--- start Material provided ---

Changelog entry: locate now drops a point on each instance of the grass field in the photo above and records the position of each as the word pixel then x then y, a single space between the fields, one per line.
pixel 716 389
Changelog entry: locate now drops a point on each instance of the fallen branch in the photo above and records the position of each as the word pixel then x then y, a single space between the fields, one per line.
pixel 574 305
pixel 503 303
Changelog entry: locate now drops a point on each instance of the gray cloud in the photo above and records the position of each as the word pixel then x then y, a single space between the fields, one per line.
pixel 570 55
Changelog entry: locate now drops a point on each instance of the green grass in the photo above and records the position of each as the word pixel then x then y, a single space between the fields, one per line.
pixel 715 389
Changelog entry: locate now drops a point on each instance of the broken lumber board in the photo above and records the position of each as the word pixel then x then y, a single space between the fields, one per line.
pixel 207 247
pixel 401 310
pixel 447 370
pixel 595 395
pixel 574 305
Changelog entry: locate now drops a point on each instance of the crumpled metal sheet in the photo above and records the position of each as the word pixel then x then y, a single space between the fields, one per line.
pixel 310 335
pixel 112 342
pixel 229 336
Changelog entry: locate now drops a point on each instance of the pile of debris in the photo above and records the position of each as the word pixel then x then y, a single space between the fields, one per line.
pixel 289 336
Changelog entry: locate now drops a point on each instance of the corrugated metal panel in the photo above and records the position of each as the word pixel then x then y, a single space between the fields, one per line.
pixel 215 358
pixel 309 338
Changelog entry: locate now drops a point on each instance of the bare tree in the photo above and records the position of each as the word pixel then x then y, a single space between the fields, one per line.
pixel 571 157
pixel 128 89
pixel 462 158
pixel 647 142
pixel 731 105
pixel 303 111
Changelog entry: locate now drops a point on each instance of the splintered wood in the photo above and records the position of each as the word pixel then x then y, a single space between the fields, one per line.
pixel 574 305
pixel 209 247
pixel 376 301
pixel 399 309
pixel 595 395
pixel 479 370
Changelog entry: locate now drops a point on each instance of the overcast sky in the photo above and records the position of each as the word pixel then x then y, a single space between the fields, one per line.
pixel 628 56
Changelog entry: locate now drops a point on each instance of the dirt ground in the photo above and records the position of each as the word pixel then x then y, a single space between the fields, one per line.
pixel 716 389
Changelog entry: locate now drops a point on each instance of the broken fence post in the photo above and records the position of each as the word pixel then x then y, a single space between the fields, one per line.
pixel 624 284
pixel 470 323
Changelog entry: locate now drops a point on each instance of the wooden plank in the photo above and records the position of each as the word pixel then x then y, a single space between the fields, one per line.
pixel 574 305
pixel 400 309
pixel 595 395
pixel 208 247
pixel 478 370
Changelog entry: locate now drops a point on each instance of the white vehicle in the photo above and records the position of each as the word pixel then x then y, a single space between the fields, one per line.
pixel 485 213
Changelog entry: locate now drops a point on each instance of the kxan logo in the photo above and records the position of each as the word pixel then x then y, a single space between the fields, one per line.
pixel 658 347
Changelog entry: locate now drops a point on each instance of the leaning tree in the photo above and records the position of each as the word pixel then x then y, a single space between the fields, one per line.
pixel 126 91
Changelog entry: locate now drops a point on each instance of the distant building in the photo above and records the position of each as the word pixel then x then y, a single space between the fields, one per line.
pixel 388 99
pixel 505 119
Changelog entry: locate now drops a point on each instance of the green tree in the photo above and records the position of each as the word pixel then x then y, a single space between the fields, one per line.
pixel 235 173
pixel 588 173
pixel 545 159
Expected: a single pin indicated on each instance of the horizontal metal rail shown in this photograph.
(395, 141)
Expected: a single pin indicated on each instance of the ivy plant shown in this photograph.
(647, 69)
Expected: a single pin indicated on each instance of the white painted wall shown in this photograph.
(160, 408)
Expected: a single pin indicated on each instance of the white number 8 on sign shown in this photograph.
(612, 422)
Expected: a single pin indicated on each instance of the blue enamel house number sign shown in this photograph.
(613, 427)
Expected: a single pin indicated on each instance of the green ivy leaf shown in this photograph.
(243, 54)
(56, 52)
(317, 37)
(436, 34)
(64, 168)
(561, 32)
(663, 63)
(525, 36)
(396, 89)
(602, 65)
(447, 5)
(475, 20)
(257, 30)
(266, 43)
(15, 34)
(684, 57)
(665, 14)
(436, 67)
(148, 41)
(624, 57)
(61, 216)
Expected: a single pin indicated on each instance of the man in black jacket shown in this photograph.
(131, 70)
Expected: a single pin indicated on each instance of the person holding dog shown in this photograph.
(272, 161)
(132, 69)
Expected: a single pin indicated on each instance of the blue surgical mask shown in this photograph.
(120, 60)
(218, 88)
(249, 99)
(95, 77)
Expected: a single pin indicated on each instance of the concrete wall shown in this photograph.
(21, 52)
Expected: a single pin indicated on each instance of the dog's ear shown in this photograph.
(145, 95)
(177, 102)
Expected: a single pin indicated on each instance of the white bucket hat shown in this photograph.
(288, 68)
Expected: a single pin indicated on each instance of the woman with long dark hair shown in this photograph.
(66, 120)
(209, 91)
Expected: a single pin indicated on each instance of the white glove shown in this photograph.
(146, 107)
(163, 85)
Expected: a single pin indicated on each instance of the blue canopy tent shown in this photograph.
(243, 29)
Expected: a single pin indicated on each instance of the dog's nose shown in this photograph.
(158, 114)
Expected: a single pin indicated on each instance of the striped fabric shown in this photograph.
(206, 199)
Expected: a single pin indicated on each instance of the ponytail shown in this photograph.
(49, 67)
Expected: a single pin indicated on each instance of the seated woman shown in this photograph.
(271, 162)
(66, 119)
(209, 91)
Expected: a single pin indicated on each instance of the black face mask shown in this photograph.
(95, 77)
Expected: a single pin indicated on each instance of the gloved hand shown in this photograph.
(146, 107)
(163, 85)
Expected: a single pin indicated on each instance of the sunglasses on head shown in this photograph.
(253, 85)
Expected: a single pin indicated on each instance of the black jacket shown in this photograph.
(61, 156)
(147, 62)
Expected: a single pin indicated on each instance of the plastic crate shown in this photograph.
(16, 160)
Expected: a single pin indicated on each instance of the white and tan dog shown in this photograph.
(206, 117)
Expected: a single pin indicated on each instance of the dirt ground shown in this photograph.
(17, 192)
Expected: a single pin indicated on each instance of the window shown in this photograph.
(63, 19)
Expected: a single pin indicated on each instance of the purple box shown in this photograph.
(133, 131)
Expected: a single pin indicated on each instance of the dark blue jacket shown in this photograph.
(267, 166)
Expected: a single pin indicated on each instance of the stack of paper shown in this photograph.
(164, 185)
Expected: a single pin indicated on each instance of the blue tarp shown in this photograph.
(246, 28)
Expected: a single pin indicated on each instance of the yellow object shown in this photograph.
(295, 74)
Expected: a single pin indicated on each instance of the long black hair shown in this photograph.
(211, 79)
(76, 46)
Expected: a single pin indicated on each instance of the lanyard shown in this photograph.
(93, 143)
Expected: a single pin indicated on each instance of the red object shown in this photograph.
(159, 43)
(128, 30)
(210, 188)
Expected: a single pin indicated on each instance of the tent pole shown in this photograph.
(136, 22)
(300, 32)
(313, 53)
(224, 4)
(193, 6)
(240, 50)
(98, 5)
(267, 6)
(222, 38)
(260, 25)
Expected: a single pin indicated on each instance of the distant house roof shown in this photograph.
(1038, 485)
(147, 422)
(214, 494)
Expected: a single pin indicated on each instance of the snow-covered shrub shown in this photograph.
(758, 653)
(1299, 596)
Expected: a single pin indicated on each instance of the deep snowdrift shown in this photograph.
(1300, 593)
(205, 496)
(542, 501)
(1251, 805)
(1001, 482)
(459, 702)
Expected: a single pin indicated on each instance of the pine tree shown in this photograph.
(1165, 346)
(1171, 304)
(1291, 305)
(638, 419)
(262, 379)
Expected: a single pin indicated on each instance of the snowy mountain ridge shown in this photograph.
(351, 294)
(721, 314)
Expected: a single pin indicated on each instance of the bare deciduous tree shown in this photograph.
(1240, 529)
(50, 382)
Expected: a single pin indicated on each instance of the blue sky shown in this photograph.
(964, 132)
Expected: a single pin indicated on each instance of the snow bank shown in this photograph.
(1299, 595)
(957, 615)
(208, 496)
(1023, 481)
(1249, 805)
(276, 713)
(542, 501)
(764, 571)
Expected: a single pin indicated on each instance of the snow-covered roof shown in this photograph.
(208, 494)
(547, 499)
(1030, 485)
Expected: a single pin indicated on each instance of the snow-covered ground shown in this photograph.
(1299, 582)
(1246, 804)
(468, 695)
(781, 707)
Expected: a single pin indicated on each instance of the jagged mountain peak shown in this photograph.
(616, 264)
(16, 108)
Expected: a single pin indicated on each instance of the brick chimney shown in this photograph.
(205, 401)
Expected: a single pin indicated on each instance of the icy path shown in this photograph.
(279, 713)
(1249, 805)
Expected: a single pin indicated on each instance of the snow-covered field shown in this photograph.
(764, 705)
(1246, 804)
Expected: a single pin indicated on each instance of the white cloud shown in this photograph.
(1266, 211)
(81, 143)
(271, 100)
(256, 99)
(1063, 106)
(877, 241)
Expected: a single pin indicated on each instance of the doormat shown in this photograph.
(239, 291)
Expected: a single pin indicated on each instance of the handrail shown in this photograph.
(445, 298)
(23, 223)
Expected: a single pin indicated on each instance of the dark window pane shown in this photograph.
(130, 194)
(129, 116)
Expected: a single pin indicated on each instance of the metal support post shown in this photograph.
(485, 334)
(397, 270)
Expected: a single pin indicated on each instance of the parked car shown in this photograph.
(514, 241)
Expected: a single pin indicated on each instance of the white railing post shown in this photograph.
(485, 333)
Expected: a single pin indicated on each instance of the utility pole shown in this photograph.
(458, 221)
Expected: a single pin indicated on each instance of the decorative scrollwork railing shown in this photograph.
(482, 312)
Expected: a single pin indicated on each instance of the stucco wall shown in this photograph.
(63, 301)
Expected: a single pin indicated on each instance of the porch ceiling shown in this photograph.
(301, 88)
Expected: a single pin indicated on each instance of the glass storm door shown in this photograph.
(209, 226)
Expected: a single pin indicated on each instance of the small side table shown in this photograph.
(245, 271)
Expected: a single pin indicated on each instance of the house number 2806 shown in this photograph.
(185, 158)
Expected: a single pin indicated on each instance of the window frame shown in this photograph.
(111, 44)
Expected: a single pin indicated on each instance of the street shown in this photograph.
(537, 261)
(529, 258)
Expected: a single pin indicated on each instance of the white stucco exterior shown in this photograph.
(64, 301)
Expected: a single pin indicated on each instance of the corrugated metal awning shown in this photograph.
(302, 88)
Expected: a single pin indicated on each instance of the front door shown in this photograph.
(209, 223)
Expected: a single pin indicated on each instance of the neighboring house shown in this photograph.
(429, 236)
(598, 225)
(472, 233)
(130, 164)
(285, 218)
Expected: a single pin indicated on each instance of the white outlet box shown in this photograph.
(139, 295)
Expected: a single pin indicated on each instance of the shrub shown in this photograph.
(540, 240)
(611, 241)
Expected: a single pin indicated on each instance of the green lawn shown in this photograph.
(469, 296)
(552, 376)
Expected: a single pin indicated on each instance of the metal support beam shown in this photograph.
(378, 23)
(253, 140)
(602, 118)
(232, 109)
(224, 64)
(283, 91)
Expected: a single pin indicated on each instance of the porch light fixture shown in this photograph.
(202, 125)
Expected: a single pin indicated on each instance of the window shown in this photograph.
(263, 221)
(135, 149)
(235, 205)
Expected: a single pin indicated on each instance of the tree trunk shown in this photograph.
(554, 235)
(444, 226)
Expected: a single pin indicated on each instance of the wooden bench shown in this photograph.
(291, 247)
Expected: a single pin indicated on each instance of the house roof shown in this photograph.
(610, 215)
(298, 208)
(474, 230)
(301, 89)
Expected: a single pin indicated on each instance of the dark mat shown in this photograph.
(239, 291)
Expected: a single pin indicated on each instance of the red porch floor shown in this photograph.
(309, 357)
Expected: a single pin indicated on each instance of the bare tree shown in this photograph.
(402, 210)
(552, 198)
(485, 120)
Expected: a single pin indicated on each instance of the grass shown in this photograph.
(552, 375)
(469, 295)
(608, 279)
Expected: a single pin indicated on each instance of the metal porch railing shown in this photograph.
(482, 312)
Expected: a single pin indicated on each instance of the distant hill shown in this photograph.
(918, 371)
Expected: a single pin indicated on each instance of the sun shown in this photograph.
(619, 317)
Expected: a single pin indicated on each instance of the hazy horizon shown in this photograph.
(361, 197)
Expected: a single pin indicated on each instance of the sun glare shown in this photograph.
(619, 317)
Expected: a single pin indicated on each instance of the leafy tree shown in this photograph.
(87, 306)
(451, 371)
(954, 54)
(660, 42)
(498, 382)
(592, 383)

--- end Material provided ---

**Aim of the exercise**
Write out the records from their start through the line that contains "pixel 570 55", inclusive, swapping "fallen branch" for "broken limb" and leaving everything else unchanged.

**Full response**
Changelog entry: locate now drops a point on each instance of the grass field in the photo above and records the position of each as the word pixel then x then y, a single space between the fields, one per line.
pixel 716 389
Changelog entry: locate now drops a point on each instance of the broken limb in the photo above and records the position of each as the word pixel then x then y, a single space between the fields, one per line.
pixel 574 305
pixel 503 303
Changelog entry: locate now drops a point on each instance of the gray cloud in the photo above and records the position of each as the word pixel then x then y, a single space between the fields, one per line.
pixel 570 55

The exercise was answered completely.